- The problem: Copy out all of the records below with "biggest circle" swapped for "largest circle" and nothing else altered. Omit the pictures from your copy.
-- start Data rows --
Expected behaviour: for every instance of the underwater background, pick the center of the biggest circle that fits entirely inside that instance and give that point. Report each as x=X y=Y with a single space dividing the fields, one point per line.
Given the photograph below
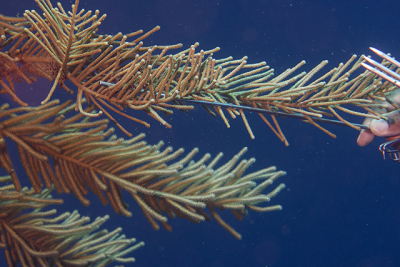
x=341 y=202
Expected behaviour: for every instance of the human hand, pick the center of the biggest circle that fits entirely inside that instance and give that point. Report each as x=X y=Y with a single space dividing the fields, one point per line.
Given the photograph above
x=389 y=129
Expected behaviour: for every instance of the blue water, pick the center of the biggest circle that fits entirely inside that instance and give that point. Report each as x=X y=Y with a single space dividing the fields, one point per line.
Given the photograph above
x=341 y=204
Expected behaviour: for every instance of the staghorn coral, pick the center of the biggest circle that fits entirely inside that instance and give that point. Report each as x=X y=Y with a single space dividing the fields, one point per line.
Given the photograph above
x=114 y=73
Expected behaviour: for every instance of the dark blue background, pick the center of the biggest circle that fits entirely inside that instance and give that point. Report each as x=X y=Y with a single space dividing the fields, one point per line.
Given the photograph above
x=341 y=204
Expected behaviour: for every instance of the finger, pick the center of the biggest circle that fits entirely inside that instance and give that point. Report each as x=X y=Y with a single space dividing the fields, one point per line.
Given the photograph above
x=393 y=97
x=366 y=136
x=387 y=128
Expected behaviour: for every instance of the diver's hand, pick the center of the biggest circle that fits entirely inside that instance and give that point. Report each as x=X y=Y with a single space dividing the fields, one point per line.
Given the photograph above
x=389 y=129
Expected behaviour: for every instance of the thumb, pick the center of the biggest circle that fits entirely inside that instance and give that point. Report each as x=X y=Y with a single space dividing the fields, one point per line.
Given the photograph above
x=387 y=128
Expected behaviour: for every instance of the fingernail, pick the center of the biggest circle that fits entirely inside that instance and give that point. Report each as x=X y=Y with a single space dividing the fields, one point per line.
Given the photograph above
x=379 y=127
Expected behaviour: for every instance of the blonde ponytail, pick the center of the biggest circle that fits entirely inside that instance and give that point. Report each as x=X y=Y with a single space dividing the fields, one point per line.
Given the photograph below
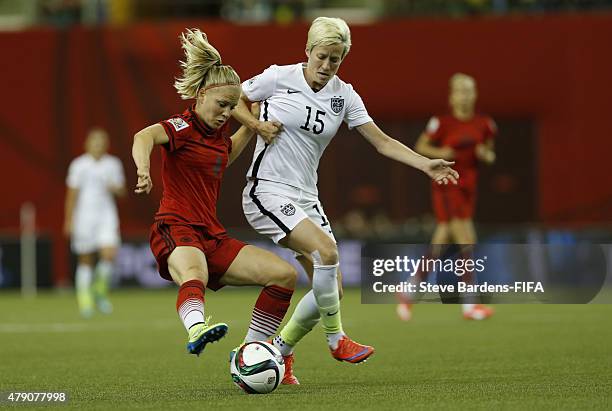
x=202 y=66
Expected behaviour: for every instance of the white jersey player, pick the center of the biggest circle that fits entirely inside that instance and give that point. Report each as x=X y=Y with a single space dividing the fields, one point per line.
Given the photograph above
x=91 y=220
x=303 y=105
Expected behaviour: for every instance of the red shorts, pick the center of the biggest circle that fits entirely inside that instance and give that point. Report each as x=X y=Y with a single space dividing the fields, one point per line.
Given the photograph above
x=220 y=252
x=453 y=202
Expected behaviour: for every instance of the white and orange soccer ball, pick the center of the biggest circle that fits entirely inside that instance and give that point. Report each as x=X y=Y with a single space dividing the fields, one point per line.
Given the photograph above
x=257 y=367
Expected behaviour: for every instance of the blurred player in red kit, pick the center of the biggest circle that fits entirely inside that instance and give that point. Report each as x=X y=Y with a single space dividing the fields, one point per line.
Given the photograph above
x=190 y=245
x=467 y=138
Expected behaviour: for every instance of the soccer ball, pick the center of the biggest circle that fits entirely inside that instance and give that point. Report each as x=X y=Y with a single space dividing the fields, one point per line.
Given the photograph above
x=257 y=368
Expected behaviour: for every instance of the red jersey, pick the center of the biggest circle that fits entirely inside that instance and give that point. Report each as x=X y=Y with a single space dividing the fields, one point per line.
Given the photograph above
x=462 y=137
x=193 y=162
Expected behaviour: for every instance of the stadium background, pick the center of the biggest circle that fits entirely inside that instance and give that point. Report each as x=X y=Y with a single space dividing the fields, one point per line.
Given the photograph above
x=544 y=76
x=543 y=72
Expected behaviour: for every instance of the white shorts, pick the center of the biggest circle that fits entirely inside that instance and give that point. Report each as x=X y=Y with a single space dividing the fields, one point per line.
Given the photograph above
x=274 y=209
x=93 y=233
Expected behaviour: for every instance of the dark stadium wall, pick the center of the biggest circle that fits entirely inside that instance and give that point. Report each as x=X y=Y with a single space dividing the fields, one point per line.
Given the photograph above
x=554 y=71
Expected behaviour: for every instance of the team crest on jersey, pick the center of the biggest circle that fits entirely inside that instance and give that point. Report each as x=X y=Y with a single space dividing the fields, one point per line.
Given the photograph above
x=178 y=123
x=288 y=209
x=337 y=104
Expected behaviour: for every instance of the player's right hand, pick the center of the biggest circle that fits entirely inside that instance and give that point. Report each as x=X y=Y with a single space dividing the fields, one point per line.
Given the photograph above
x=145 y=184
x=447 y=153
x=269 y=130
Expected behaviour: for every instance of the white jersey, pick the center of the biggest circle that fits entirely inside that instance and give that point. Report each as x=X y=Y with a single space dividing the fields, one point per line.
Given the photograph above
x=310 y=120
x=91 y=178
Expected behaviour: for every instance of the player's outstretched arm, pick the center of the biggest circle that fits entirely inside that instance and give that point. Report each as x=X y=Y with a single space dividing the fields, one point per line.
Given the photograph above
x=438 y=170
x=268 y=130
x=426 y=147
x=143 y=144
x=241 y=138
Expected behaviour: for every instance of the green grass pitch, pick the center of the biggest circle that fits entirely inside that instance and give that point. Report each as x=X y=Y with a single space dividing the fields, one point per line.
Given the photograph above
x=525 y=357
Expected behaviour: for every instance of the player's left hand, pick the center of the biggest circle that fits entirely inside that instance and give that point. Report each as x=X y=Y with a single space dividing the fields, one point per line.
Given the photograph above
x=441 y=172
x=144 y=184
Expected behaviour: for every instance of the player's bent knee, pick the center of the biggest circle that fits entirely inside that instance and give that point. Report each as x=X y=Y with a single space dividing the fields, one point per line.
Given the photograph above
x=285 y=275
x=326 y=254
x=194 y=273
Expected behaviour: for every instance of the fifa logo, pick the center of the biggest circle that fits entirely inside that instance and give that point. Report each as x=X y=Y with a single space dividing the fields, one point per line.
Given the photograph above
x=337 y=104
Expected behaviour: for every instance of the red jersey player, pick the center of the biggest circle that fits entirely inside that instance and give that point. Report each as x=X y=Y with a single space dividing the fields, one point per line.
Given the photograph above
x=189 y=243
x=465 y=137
-- end Data rows --
- Result:
Expected behaviour: for every instance of the underwater background, pick the center of the largest circle that fits entirely inside that instance and give that point. Report each as x=X y=Y with a single space dividing the fields, one point per line.
Given the photograph below
x=341 y=202
Expected behaviour: for every instance of the human hand, pick the center of the largest circle that fits entirely inside that instance and give that point. Report each as x=X y=Y with a single space dividing the fields, one point per line.
Given the photograph above
x=389 y=129
Expected behaviour: for every instance of the blue water, pick the center of the largest circle that fits entirely inside that instance and give that point. Report each as x=X y=Y with a single space dividing the fields, one point per line.
Given the photograph above
x=341 y=204
Expected behaviour: for every instance of the staghorn coral, pick the center of the largest circle that fits entirely inside that instance and give that point. Report each as x=X y=Y with a single space dividing the fields, one point per line.
Given the photograph above
x=114 y=73
Expected behaviour: for every instance of the dark blue background, pick the center of the largest circle that fits entirely inside that instance and give that point. Report each as x=X y=Y with a single space dividing the fields, one point per line.
Given the photograph above
x=341 y=204
Expected behaviour: for every instance of the finger, pick the center of the largest circle that fits entirely inside that instance and give that point. Report each as x=X y=Y with a single space dividing the fields, one point per line.
Given the photograph above
x=393 y=97
x=366 y=136
x=387 y=128
Expected behaviour: for every instance of the diver's hand, pick the center of the largest circle that fits entirely inside that instance and give that point. Report each as x=X y=Y with a single space dividing the fields, one point per line.
Given the photograph above
x=389 y=129
Expected behaviour: for every instance of the thumb, pick the center of the largest circle that fits entirely inside that instance and give that point. Report each as x=X y=Y with a single space dividing the fields, one point per line.
Given the photograph above
x=387 y=128
Expected behaviour: for every instance of the fingernail, pick the center of the largest circle that fits entirely inside that instance and give that point. Report each as x=X y=Y with a single space dividing the fields, one point per line.
Given the photograph above
x=379 y=127
Expected behaviour: for every instance of the blonde ponytail, pick the center of the largest circle that fits entirely inside that instance and give that point. Report each as x=X y=Y with a single space dividing the fields, one point per line.
Given the photograph below
x=202 y=66
Expected behaviour: for every instance of the white jersey player, pick the center of the largest circle that fits entirely inside that instance and give that point. Report each as x=X y=Y with a single space dividing the fields, one point per line.
Given the photograph above
x=91 y=220
x=303 y=105
Expected behaviour: for every instance of the red shorts, pick the center of the largest circle that fits entirely inside that instance and give that point. Report each as x=X y=Y with a single space dividing the fields, one point per line.
Given the photograph above
x=220 y=252
x=453 y=202
Expected behaviour: for every instance of the white and orange soccer ball, pick the center of the largest circle that fits entirely inside that instance and give that point. Report each as x=X y=Y with a single space dividing the fields, one point per line.
Given the photograph above
x=257 y=367
Expected behaviour: for every instance of the blurred player in red kit, pick the center of the largest circle that fits entirely inside that instance and give that point. Report each as x=X y=Y with a single space dividing the fields, one point per line.
Given the photograph above
x=190 y=245
x=467 y=138
Expected behaviour: for every instance of the soccer ball, pick the center of the largest circle that fits entirely inside that instance and give that point. Report each as x=X y=Y with a single space dividing the fields, one point per line.
Given the photograph above
x=257 y=368
Expected behaviour: for every instance of the red jersey, pick the center of the largest circle that fits entirely inside that instance and give that point. Report each as x=X y=Y with a single space dividing the fields, one point per line.
Given the photograph above
x=462 y=137
x=193 y=162
Expected behaviour: for every instance of the stadium background, pick the center of the largest circle that fits entirely inside that instance and give that point. Report each as x=X y=Y with a single space dividing the fields, one point per line.
Given the photograph above
x=544 y=76
x=543 y=72
Expected behaviour: for every instance of the white shorts, pick the center of the largest circle that fits entirely inside that instance and give that point. Report each as x=X y=Y with a single space dividing the fields, one point per line.
Given the photograph above
x=274 y=209
x=93 y=233
Expected behaviour: for every instance of the dark stadium wall, pick the center of the largest circle that fits entirely inside that instance and give that point. Report each as x=X y=Y with a single space dividing the fields, one point per line.
Given the photograph above
x=554 y=71
Expected behaviour: for every instance of the team crest on jersey, pick the center of the largest circle that fits entirely inside that instance and give that point. Report each as x=X y=Y with a single space dividing the fields, one point per line.
Given the photograph above
x=178 y=123
x=288 y=209
x=337 y=104
Expected behaviour: for every instance of the player's right hand, pick the center of the largest circle that fits entirely inside that instance and give that point. Report each as x=X y=Y with a single space dividing the fields, one point per line.
Given the photograph above
x=145 y=184
x=447 y=153
x=269 y=130
Expected behaviour: for every instance of the white jersey, pick the center of the largest circle that fits entirely inside that instance and give that point. Report each as x=X y=Y with a single space dividing the fields, one point per line.
Given the photograph above
x=310 y=120
x=91 y=178
Expected behaviour: for every instance of the player's outstretched arm, pick the center of the largest circle that fits entirely inside that instance and give that point. Report each as x=X y=Y with a single space dividing the fields, one point per line.
Given the photograph above
x=438 y=170
x=268 y=130
x=426 y=147
x=143 y=144
x=241 y=138
Expected behaviour: for every instance of the green grass pitch, pick the center of the largest circle that fits entirely inside that instance and give that point. Report each as x=X y=Y with a single space dividing the fields, one point per line.
Given the photograph above
x=525 y=357
Expected behaviour: for every instance of the player's left hand, pick the center of the largest circle that fits entirely inside that instance and give that point. Report each as x=X y=Y with a single space dividing the fields, one point per line.
Given the photograph above
x=441 y=172
x=144 y=184
Expected behaviour: for every instance of the player's bent knee, pick the center of the largest circle that fits entirely inside that instance and give that point. Report each as x=X y=Y with a single space dividing the fields, one point per line.
Given the photograph above
x=285 y=275
x=326 y=254
x=194 y=273
Expected behaviour: for every instance of the fifa logo, pick the center of the largest circle that fits entirely inside that instance and give that point. Report each as x=X y=Y with a single space dividing the fields, one point per line.
Given the photograph above
x=337 y=104
Expected behaviour: for every instance of the red jersey player, pick the center of the largest circle that fits entirely inside that instance and give that point. Report each as x=X y=Y with a single space dividing the fields, one point per line.
Given the photograph above
x=189 y=243
x=465 y=137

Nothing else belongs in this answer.